→ **Task goal**: Return the listing below line for line without any change, but leave out the pictures.

→ **Extracted entries**:
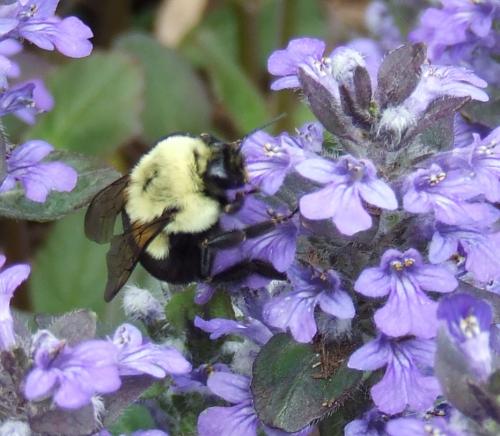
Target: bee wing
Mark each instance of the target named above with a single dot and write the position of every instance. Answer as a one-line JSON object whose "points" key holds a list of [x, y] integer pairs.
{"points": [[103, 209], [126, 249]]}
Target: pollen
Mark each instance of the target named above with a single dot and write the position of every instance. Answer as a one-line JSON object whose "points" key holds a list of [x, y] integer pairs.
{"points": [[323, 66], [470, 326], [397, 265], [435, 179], [271, 150], [409, 262], [429, 429], [484, 150]]}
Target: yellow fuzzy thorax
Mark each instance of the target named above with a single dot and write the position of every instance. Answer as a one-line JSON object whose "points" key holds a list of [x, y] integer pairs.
{"points": [[170, 176]]}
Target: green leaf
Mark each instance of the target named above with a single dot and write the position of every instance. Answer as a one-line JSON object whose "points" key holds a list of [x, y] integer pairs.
{"points": [[134, 418], [243, 101], [175, 99], [290, 387], [97, 104], [181, 308], [69, 272], [93, 175]]}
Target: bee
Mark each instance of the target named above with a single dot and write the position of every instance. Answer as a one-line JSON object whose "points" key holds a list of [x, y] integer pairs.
{"points": [[170, 204]]}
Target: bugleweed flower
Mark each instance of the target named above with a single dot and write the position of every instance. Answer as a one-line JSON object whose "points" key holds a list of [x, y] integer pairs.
{"points": [[10, 279], [269, 159], [141, 304], [42, 102], [468, 321], [348, 182], [294, 310], [482, 158], [250, 328], [404, 277], [464, 130], [16, 99], [136, 356], [72, 375], [372, 423], [457, 23], [284, 63], [409, 426], [8, 68], [439, 81], [478, 244], [446, 193], [239, 419], [38, 178], [196, 380], [35, 20], [276, 246], [405, 383]]}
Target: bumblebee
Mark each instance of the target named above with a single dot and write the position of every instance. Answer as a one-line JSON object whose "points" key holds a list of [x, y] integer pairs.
{"points": [[170, 204]]}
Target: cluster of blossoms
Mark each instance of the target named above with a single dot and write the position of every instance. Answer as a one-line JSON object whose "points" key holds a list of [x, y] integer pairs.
{"points": [[463, 32], [73, 373], [393, 182], [34, 21]]}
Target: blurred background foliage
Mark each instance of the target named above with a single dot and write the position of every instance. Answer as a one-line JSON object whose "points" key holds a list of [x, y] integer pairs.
{"points": [[158, 66]]}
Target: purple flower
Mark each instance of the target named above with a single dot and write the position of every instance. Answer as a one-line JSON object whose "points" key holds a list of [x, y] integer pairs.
{"points": [[10, 279], [8, 68], [468, 321], [38, 178], [35, 20], [72, 375], [196, 380], [439, 80], [295, 310], [42, 102], [135, 356], [483, 159], [458, 22], [404, 277], [348, 182], [372, 423], [408, 426], [463, 131], [276, 246], [16, 99], [250, 328], [310, 137], [478, 245], [445, 192], [404, 383], [381, 23], [239, 419], [269, 159], [152, 432], [284, 64]]}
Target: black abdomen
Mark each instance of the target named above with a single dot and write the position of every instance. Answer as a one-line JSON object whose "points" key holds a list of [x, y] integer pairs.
{"points": [[183, 264]]}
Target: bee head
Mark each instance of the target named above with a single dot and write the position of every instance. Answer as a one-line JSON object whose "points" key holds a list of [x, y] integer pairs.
{"points": [[226, 167]]}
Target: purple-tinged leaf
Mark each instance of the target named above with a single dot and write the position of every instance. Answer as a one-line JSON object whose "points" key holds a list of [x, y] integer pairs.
{"points": [[362, 87], [75, 327], [437, 110], [399, 74], [452, 370], [59, 421], [291, 388], [325, 107], [131, 389]]}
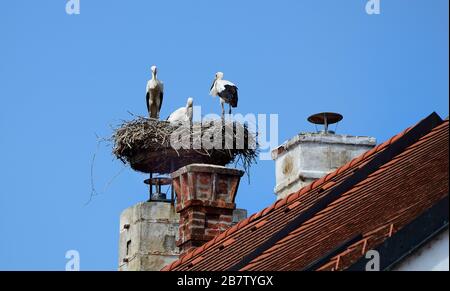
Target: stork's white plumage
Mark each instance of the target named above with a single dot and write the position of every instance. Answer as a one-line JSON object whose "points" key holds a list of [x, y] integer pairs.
{"points": [[155, 93], [183, 114], [226, 90]]}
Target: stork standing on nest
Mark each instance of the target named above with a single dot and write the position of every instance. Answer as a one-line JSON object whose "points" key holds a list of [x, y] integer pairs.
{"points": [[183, 114], [226, 90], [155, 93]]}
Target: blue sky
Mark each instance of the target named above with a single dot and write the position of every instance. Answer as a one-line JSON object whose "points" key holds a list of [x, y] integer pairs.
{"points": [[65, 79]]}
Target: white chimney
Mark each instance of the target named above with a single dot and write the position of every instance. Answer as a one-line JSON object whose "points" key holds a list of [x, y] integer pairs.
{"points": [[310, 156]]}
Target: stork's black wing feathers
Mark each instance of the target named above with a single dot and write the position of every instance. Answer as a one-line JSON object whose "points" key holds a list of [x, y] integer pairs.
{"points": [[147, 98]]}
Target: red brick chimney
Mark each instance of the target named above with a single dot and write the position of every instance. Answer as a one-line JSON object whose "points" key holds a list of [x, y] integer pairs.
{"points": [[205, 201]]}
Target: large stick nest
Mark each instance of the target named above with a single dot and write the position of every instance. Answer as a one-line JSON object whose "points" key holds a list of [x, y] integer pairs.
{"points": [[145, 144]]}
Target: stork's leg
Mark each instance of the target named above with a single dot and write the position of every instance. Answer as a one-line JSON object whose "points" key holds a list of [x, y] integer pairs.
{"points": [[223, 108]]}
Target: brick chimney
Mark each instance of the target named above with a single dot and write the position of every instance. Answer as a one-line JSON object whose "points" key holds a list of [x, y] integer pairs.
{"points": [[205, 202]]}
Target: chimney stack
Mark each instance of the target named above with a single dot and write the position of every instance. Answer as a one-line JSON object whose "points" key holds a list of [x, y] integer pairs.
{"points": [[205, 202], [310, 156]]}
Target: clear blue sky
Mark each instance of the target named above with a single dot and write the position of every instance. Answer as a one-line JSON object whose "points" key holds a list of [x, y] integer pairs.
{"points": [[64, 79]]}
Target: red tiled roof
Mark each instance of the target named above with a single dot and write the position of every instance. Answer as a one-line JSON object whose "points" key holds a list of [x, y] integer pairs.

→ **Correct answer**:
Target: bee wing
Mark each instance of the target named above with a single dot and write the position of every instance. Answer as a one-line JSON object whose "points" key holds a list of [x, y] integer pairs.
{"points": [[103, 209], [126, 249]]}
Target: pollen
Mark each instance of the target named above with a single dot and write the position of every instance. Answer as a one-line JSON object whose "points" key holds a list of [x, y] integer pairs.
{"points": [[323, 66], [470, 326], [397, 265], [435, 179], [271, 150], [409, 262], [429, 429], [484, 150]]}
Target: yellow fuzzy thorax
Mark each instance of the target named above with a single dot and write the position of every instance. Answer as a one-line JSON object whose "points" key holds a list of [x, y] integer pairs.
{"points": [[170, 176]]}
Target: green leaf
Mark each instance of the target named above with a single dot and write the position of every instance. Answer as a one-line JSON object whose "points" key holds a list of [x, y] integer pairs.
{"points": [[134, 418], [243, 101], [175, 99], [290, 387], [97, 104], [181, 308], [69, 272], [93, 175]]}
Target: bee
Mark each instance of the target named above with a single dot and write the position of every instance. Answer as a one-line JSON object whose "points" key holds a list of [x, y] integer pairs.
{"points": [[170, 204]]}
Target: bugleweed flower
Mark each instance of the target named above with a single dot and write the position of every instance. Answer as a one-line JSON object whose "points" key holds a list of [x, y] integer pairs.
{"points": [[10, 279], [269, 159], [141, 304], [42, 102], [468, 321], [348, 182], [294, 310], [482, 158], [250, 328], [404, 277], [464, 130], [16, 99], [136, 356], [72, 375], [372, 423], [457, 23], [284, 63], [409, 426], [8, 68], [439, 81], [478, 244], [446, 193], [239, 419], [38, 178], [196, 380], [35, 20], [276, 246], [405, 383]]}
Target: bumblebee
Mark each instance of the target named above with a single dot and write the position of every instance. Answer as a one-line JSON object whose "points" key holds a list of [x, y] integer pairs.
{"points": [[170, 204]]}
Target: cluster of blossoms
Mark each instance of the target named above with a single dot and write the position of every instance. Answer as a one-line JSON object whose "points" key holds a list of [x, y] integer pairs.
{"points": [[463, 32], [73, 373], [393, 182], [34, 21]]}
Target: blurred background foliage
Mark each instance of the target named above with a single dot and write the position of every instance. Answer as a one-line JSON object whose "points" key holds a list of [x, y] integer pairs.
{"points": [[158, 66]]}
Target: purple flower
Mark each instance of the target named above with a single dot and write the position of every instance. Answer as a one-line JSON object whose "points" key holds a list of [x, y] integer pairs.
{"points": [[10, 279], [8, 68], [468, 321], [38, 178], [35, 20], [72, 375], [196, 380], [439, 80], [295, 310], [42, 102], [135, 356], [483, 159], [458, 22], [404, 277], [348, 182], [372, 423], [408, 426], [463, 131], [276, 246], [16, 99], [250, 328], [310, 137], [478, 245], [445, 192], [404, 383], [381, 23], [239, 419], [269, 159], [152, 432], [284, 64]]}
Target: black abdomen
Mark each instance of the target named above with a single dot and write the position of every instance. Answer as a one-line JSON object whose "points" key holds a list of [x, y] integer pairs.
{"points": [[183, 264]]}
Target: bee head
Mark each instance of the target named above with a single dot and write the position of every instance. Answer as a one-line JSON object whose "points" key holds a list of [x, y] integer pairs.
{"points": [[226, 167]]}
Target: purple-tinged leaf
Mark each instance of the target named above with a single dot and write the position of every instance. Answer as a one-line JSON object whose "points" key holds a list of [x, y] integer pairs.
{"points": [[362, 87], [75, 327], [437, 110], [399, 74], [452, 370], [59, 421], [291, 388], [325, 107], [131, 389]]}
Target: stork's white plumage
Mark each instance of the target named above with a single dot and write the position of every instance. Answer as a one-line JSON object whose "points" key holds a list of [x, y] integer pairs.
{"points": [[155, 93], [183, 114], [226, 90]]}
Target: stork standing on nest
Mark each instance of the target named above with a single dot and write the position of every instance. Answer as a one-line JSON object whose "points" key holds a list of [x, y] integer pairs.
{"points": [[183, 114], [226, 90], [155, 93]]}
Target: blue sky
Mark each instance of the target named above with a single dot and write the position of every instance. Answer as a one-line JSON object whose "points" key holds a list of [x, y] integer pairs.
{"points": [[65, 79]]}
Target: white chimney
Mark each instance of the target named above with a single dot and write the position of every instance. Answer as a one-line JSON object whose "points" key holds a list of [x, y] integer pairs.
{"points": [[310, 156]]}
Target: stork's black wing feathers
Mark each instance of the target named above with a single dot and write the position of every instance. Answer as a one-line JSON object whose "points" key holds a list of [x, y] integer pairs.
{"points": [[147, 98]]}
Target: red brick chimney
Mark each instance of the target named above with a single dot and write the position of every instance. Answer as a one-line JSON object whose "points" key holds a list of [x, y] integer pairs.
{"points": [[205, 201]]}
Target: large stick nest
Mark each instance of the target named above with a single dot and write the position of every instance. Answer as a one-line JSON object whose "points" key holds a list of [x, y] integer pairs.
{"points": [[145, 144]]}
Target: stork's leg
Mark each instance of the target named above with a single dot and write the position of every instance. Answer as a one-line JSON object whose "points" key holds a list of [x, y] integer pairs.
{"points": [[223, 108]]}
Target: brick chimney
Mark each instance of the target named above with a single dot and write the position of every instance. Answer as a one-line JSON object whose "points" key holds a list of [x, y] integer pairs.
{"points": [[205, 202]]}
Target: chimney stack
Mark each instance of the target named above with a single dot and write the position of every instance. Answer as a one-line JSON object whose "points" key holds a list of [x, y] integer pairs.
{"points": [[205, 202], [310, 156]]}
Target: clear blue sky
Mark each instance of the target named above with a single dot and write the position of every instance. Answer as a one-line JSON object whose "points" key holds a list of [x, y] integer pairs.
{"points": [[64, 79]]}
Target: red tiled roof
Mark each instance of the target named above with a single dot and write the position of every instance. Answer as a one-line JSON object whose "points" key holds a list of [x, y] integer pairs.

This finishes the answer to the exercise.